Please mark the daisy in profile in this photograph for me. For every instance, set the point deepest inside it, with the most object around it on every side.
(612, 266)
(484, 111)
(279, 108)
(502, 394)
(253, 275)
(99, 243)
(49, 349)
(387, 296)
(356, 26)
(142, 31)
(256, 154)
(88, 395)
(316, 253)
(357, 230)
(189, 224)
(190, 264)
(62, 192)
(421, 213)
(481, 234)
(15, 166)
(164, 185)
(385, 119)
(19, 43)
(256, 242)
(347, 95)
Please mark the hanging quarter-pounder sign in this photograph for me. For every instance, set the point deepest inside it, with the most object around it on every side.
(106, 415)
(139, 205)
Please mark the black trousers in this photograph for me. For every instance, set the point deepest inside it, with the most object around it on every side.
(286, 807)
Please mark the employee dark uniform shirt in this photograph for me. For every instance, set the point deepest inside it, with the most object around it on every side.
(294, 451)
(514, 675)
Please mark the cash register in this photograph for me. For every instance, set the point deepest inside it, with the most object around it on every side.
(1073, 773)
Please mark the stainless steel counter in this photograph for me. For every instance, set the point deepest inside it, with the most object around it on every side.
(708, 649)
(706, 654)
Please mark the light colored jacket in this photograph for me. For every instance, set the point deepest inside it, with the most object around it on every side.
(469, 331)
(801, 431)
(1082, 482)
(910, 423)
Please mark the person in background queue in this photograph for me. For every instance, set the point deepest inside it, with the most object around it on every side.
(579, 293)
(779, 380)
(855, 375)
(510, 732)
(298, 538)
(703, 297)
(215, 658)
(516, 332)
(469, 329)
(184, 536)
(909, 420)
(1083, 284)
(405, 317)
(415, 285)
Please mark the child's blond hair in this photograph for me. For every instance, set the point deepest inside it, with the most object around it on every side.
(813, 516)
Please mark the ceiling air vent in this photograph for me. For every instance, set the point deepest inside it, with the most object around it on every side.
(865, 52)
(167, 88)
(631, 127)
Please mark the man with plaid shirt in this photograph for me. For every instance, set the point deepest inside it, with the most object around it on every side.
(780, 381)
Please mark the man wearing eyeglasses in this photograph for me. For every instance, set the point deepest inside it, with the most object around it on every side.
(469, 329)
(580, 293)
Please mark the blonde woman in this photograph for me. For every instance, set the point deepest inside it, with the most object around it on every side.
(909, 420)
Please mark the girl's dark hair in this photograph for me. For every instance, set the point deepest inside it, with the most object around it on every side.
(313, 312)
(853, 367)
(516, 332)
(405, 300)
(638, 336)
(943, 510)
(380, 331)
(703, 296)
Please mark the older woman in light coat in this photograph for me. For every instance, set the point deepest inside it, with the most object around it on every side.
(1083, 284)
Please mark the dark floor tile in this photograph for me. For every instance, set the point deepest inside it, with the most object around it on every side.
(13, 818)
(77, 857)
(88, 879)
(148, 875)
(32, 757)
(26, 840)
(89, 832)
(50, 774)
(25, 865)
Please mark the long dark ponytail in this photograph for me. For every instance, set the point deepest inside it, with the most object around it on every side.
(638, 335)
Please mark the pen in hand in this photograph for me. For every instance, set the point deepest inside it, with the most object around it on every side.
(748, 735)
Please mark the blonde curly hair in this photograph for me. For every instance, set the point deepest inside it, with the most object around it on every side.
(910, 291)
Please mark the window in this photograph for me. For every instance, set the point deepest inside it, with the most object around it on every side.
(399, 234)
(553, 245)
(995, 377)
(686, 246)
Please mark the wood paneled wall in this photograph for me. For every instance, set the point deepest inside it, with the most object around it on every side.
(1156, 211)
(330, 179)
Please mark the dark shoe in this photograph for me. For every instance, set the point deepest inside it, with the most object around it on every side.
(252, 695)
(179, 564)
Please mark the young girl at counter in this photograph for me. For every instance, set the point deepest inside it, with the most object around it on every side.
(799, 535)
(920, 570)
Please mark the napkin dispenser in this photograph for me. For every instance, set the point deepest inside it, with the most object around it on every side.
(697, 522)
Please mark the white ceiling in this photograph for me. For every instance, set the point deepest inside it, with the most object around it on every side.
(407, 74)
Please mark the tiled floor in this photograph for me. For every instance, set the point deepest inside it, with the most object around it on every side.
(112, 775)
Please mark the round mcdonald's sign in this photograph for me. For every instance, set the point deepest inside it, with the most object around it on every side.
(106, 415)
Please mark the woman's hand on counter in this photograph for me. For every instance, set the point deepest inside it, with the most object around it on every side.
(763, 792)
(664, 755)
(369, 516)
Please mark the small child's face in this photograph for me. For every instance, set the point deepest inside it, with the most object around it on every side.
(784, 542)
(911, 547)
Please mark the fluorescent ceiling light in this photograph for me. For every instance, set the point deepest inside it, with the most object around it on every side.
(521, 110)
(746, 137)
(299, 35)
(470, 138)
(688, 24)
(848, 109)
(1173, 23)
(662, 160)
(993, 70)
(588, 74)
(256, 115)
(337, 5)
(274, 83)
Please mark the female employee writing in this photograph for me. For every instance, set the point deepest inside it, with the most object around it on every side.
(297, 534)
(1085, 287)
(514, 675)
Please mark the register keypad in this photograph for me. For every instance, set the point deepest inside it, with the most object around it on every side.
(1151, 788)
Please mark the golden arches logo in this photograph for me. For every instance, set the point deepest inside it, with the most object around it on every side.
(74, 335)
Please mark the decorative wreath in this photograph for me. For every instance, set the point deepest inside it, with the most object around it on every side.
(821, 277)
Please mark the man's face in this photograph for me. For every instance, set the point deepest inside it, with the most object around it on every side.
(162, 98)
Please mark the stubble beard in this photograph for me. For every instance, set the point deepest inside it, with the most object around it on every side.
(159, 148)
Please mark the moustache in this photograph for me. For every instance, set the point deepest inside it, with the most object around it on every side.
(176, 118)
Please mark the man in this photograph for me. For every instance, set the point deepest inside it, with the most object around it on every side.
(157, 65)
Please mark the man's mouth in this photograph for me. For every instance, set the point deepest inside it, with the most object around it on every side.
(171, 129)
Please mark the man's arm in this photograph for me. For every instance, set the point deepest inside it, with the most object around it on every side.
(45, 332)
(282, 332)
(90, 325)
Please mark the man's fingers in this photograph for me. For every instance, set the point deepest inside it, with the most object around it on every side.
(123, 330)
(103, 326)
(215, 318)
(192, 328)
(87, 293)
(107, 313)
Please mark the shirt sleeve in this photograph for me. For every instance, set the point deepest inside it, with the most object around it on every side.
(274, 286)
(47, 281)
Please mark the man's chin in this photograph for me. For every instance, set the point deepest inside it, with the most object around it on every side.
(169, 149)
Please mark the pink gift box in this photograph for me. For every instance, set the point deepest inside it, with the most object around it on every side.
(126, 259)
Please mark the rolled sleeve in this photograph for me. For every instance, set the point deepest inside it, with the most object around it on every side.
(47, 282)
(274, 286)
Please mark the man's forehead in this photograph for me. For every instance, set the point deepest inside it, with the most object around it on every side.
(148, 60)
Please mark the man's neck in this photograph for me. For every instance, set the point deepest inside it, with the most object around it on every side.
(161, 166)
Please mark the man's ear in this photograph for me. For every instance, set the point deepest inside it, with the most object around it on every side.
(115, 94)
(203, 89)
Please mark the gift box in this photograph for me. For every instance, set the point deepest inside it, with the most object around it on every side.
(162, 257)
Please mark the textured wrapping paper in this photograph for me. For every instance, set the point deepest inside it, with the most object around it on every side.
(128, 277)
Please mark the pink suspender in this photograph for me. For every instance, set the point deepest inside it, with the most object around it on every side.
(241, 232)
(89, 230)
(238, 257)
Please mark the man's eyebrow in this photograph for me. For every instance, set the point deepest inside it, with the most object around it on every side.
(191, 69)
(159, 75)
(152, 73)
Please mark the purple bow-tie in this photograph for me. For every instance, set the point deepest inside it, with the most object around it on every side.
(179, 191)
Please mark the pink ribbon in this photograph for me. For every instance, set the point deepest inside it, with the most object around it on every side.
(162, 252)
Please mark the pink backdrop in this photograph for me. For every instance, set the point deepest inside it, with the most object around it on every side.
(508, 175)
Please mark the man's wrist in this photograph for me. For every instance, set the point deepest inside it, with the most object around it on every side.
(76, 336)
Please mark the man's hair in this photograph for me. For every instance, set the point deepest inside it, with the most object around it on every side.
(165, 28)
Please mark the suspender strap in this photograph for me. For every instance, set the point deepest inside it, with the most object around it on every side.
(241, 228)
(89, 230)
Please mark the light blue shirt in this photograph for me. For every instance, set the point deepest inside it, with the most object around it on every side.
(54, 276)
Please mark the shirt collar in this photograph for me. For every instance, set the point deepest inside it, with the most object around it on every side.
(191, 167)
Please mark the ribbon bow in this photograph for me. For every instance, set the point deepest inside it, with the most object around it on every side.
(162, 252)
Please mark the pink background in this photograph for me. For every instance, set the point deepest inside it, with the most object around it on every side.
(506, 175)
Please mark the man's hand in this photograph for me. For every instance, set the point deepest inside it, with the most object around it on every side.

## Exercise
Please copy the lines from the one containing "Please mark the round" up to and including the one containing "(1151, 788)", shifting every coordinate in the answers up by 41.

## Exercise response
Please mark the round mcdonald's sign in this photograph for me. For every instance, set the point deepest inside it, with the most object around it on every side.
(147, 456)
Please mark the woman's hand on counter in this photograph for me. For every instance, set the point deepest inside it, with the most object around it on every side.
(804, 833)
(705, 796)
(410, 557)
Please mark the small child's face in this photograph for me. For every instance, set the point deepest inside it, with the most object around it on every side.
(825, 583)
(952, 588)
Please mark the fluorescent ceiling light in this photograph for me. For every instance, set the point deepest inside it, with the most object around it on every side.
(562, 151)
(787, 178)
(340, 76)
(511, 179)
(729, 65)
(889, 150)
(1214, 64)
(703, 201)
(1034, 111)
(629, 115)
(297, 156)
(378, 46)
(315, 124)
Please mark the female employee writing in this photograph for me. For every instance, set the point deepest inside it, with the most object around it on every side.
(338, 575)
(1126, 328)
(555, 716)
Please mark the register keypad in this photograph for me. For every instance, set the point deepest inside it, with the most object around it on every side.
(1192, 829)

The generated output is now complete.